→ **TEXTE FOURNI**:
•••

Le ravissement des haikus de Sôseki
« Serait-ce déjà l’aube
Longue encore est la nuit
Mais si claire la lune »
Je connaissais un peu Sôseki Natsume (1867-1916), grâce à deux de ses romans (Je suis un chat chez Gallimard et Botchan au Serpent à plumes), mais j’ignorais totalement son activité d’auteur de haikus, une discipline difficile à maîtriser et qui parfois confine, pour le lecteur, à l’hermétisme mallarméen…
« Vent d’automne colore les feuilles
Est-ce lui qui a posé sur ma tête
Le premier cheveu blanc »
Je me suis laissé guider, comme le suggère Akiyama Yutaka dans sa préface : Le dicible et l’indicible) par ma sensibilité, selon l’humeur de saison ou des correspondances infimes…
« Si je pouvais être
L’hirondelle
Qui tout entière se donne à ses pensées »

•••

→ **TRAVAIL À FAIRE**:
1. Relevez toutes les lignes qui contiennent la chaîne “curled”, en tenant compte de la casse.
2. Écrivez la suite du texte ci-dessus sur les haikus de Sôseki, en reprenant après son dernier vers.

→ **DONNÉES À TRAITER**:
•••

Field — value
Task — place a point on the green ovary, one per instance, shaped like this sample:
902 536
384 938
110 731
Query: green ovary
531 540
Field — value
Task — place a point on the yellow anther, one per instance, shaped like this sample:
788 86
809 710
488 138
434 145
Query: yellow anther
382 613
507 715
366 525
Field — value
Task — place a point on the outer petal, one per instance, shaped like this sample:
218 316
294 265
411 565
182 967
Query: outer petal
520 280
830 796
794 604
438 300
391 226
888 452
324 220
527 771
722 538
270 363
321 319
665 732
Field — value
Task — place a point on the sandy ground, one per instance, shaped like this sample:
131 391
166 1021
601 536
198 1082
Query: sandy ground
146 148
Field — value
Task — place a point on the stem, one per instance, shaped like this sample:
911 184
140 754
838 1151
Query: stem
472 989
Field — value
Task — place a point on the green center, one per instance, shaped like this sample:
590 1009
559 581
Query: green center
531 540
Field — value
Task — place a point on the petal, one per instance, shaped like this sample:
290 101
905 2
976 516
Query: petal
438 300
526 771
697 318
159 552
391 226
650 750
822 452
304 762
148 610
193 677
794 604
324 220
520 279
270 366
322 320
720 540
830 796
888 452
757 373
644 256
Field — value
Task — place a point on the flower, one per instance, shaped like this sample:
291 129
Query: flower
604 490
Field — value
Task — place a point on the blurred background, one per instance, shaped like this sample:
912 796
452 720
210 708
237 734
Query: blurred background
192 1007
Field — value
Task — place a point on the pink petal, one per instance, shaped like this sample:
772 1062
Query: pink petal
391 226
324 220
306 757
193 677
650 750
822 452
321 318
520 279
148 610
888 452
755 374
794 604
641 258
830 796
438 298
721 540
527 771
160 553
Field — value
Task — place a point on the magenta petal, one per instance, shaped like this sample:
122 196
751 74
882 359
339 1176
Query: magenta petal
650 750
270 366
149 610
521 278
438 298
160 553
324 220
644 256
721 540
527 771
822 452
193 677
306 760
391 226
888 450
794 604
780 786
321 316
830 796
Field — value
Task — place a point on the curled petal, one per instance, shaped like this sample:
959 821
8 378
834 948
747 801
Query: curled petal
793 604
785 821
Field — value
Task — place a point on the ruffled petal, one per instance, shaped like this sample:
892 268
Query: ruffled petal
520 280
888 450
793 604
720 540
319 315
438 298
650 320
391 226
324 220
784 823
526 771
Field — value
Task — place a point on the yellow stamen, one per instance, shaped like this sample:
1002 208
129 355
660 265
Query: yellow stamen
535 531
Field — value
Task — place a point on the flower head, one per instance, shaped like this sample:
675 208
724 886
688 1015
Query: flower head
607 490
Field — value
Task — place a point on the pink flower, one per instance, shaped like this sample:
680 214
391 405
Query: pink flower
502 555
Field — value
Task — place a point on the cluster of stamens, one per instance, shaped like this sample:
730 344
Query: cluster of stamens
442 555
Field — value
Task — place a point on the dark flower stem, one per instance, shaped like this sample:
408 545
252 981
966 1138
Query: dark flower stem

•••

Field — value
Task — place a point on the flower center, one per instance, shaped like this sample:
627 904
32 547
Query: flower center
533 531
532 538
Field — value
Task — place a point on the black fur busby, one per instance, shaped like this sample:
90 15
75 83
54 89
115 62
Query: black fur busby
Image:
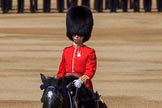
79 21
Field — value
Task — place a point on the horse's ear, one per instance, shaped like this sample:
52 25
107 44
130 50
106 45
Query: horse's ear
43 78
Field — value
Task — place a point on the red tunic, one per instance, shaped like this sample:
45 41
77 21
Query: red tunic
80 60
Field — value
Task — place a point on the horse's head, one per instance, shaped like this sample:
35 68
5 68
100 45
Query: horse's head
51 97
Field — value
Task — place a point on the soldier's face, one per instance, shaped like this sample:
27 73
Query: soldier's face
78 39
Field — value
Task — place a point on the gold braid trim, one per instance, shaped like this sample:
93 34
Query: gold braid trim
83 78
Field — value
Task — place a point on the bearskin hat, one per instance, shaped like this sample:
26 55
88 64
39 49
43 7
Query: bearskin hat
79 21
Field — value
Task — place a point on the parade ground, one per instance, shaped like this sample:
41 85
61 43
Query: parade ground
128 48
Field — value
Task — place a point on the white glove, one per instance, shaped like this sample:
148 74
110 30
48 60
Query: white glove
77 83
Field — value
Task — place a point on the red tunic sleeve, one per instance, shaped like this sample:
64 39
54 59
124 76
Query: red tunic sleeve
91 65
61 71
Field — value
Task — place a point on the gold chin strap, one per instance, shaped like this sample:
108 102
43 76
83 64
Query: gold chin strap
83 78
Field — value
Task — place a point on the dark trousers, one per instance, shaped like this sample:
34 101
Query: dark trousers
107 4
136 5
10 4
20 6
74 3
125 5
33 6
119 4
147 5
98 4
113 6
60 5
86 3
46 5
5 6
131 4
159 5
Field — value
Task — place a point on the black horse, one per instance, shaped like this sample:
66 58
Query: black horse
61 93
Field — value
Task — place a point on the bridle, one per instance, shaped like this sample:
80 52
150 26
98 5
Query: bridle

•••

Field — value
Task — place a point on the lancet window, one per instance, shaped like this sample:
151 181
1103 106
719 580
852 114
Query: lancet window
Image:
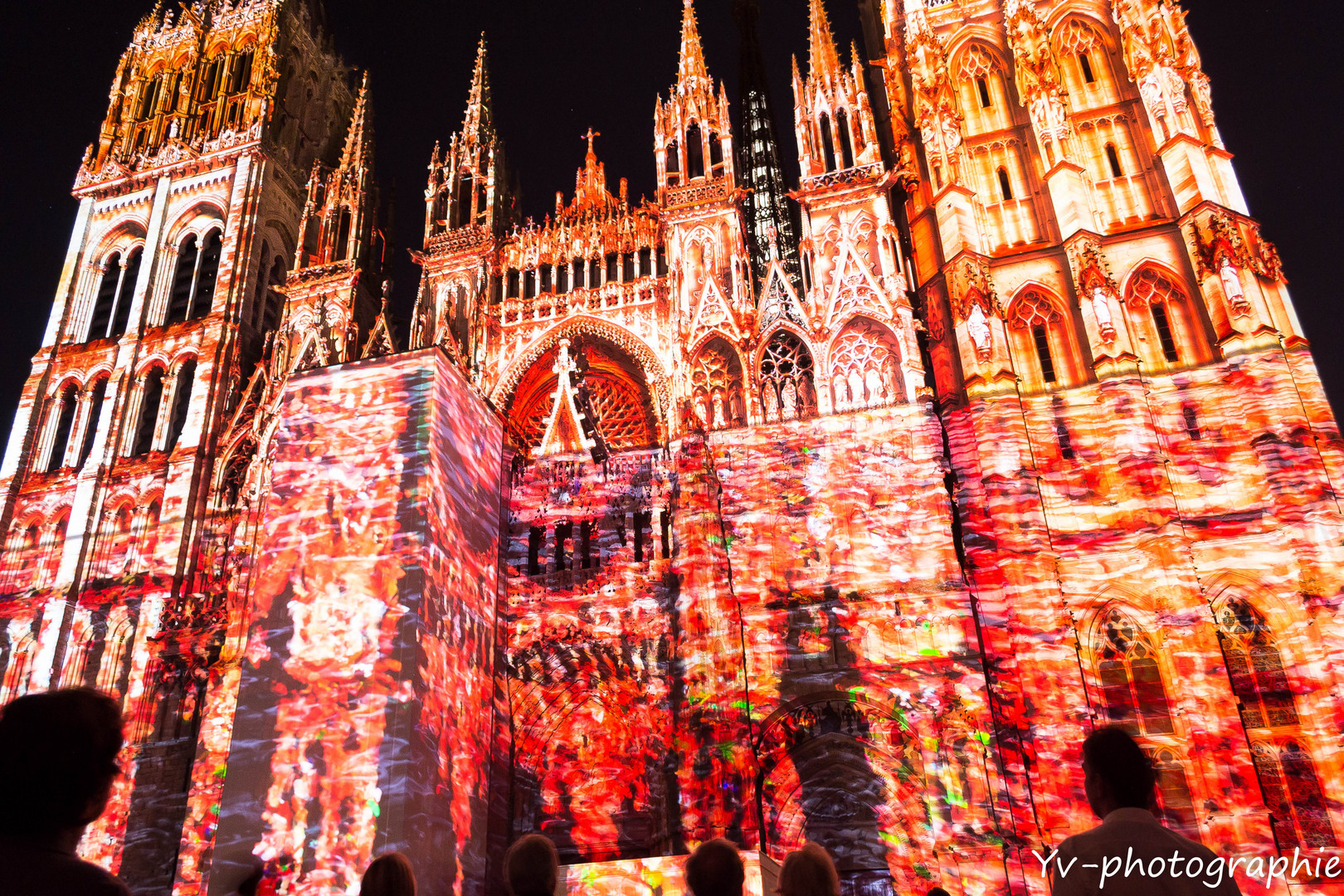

•••

→ **RÉPONSES ATTENDUES**:
1.
Task — place a point on the curled petal, one per instance, shaped like this sample:
Query: curled petal

2.
Pour ce choix (Sôseki en aurait composé plus de 2 500 !) de 135 Haikus [*], Élisabeth Suetsugu nous donne, dans des annotations en complément de sa traduction, quelques éléments de date ou d’événement et nous laisse ensuite voguer librement…
« L’année s’en va
Le chat demeure
Sur mes genoux blotti »
Car ce livre – qui est un ravissement par le texte et qu’on pourrait absolument emporter sur une île déserte tellement il nourrit intérieurement – est illustré, en noir et en couleurs, de sublimes dessins ou calligraphies, de reproductions (magnifiques malgré le format de poche) de sceaux, d’aquarelles ou de peintures sur soie de Sôseki…
« J’aimerais renaître
Si c’était possible
Aussi modeste qu’une violette »
Oui, cet ensemble est littéralement un enchantement, qui laisse sans voix – et où vous trouverez, vous aussi, j’en suis sûr, votre miel ! (Il vous reste au moins encore 130 autres haikus à découvrir dans ce livre exceptionnel.)
Michel Sender.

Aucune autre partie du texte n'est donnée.